[[ DOCUMENT TEXT open ]]
SimuRA: A World-Model-Driven Simulative Reasoning Architecture for General Goal-Oriented Agents
Mingkai Deng, Jinyu Hou, Zhiting Hu, Eric Xing
TL;DR
SimuRA introduces a world-model–driven simulative reasoning architecture that augments autoregressive LLM-based agents with explicit planning via a learned internal world model and a discrete, language-based latent state space. By separating perception, planning, and action and using high-level simulated actions, SimuRA achieves robust, long-horizon decision making across diverse web-browsing tasks, outperforming baselines by up to 124% in task completion and delivering a 32.2% success rate on FlightQA. The approach is demonstrated through ReasonerAgent-Web, an open-source demo, and is evaluated across complex website navigation, multi-hop QA, and general web automation benchmarks. The findings highlight the practical value of simulative reasoning for general-purpose agents and point to future work in efficiency, multimodal integration, and broader environmental applicability.
[[ DOCUMENT TEXT closed ]]
[[ EXCERPTED RECORDS open ]]
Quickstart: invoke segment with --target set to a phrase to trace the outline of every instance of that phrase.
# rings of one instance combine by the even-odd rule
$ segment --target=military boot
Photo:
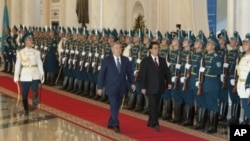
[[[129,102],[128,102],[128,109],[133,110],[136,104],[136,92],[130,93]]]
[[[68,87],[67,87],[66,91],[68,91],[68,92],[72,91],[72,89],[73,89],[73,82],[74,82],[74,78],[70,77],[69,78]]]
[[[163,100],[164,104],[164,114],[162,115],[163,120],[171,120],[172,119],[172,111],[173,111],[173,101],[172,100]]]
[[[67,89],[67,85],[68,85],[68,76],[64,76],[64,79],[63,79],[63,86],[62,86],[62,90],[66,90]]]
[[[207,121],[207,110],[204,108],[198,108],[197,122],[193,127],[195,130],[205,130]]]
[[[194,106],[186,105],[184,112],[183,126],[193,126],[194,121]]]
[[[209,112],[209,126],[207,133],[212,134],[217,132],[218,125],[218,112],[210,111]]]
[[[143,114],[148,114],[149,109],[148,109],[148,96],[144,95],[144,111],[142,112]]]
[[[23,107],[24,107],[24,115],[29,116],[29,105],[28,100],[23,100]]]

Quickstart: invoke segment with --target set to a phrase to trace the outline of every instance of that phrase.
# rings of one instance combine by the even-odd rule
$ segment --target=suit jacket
[[ EXCERPTED RECORDS closed ]]
[[ EXCERPTED RECORDS open ]]
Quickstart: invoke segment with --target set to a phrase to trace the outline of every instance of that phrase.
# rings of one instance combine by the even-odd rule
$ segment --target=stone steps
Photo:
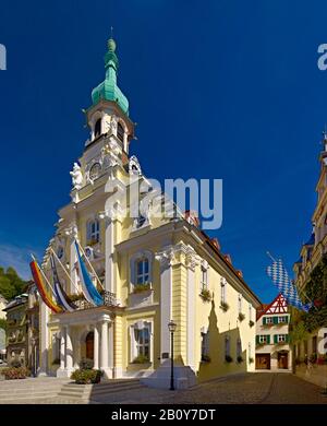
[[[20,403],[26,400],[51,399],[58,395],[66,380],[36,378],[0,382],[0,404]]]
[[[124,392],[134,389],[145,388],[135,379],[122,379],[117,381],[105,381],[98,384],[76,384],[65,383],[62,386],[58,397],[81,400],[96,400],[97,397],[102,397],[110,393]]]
[[ EXCERPTED RECORDS closed ]]
#### [PROBLEMS TO SOLVE]
a) Translate this sentence from the SimuRA summary into Spanish: "The approach is demonstrated through ReasonerAgent-Web, an open-source demo, and is evaluated across complex website navigation, multi-hop QA, and general web automation benchmarks."
b) Resume the SimuRA summary and keep writing it, starting after its last sentence.

#### [RESPONSES BY TASK]
a) El enfoque se demuestra mediante ReasonerAgent-Web, una demostración de código abierto, y se evalúa en pruebas de referencia de navegación compleja de sitios web, de preguntas y respuestas multisalto y de automatización web general.

b)
Abstract
AI agents built on foundation models hold enormous promise. Current practice, however, focuses on a one-task-one-agent approach, which not only falls short of scalability and generality, but also faces practical limitations from black-box autoregressive reasoning, where decisions unfold token by token without explicit simulation or counterfactual evaluation of outcomes. Humans, on the other hand, reason and plan by mentally simulating the consequences of actions within an internal model of the world -- a capability that supports flexible, goal-directed behavior across diverse contexts. Moving towards a more general and powerful AI agent, we introduce SimuRA, a goal-oriented architecture for generalized agentic reasoning. Based on a principled formulation of an optimal agent in any general environment, SimuRA addresses the limitations of black-box autoregressive reasoning by incorporating the world model for planning via simulation. Our prototype world model is implemented using LLMs as a substrate, leveraging the natural language as a discrete, hierarchical representation grounded in concepts for planning, while remaining model-agnostic. On complex web-browsing tasks such as flight search, SimuRA improves the success rate from 0% to 32.2% compared to a representative open-web agent baseline. Across tasks, world-model-based planning achieves up to 124% higher task completion rates than a matched black-box autoregressive baseline, demonstrating the advantages of simulative reasoning. We release ReasonerAgent-Web, a web-browsing agent built on SimuRA, as an open-source research demo.